Pointing entries for named objects:
........
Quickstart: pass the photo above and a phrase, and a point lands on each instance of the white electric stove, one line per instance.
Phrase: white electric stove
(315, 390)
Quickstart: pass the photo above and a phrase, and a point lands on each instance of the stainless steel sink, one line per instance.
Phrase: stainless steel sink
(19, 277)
........
WORK TO BE COMPLETED: Retype each record above line for line, with no change to any character.

RESPONSE TO THE TASK:
Quickstart: pass the photo above and a phrase, and a point lands on each instance of the white electric stove, one line per instance.
Phrase: white electric stove
(315, 390)
Quickstart: pass the photo above and a phrase, and a point lands on each instance of the stainless steel sink, one line per instance.
Phrase: stainless steel sink
(19, 277)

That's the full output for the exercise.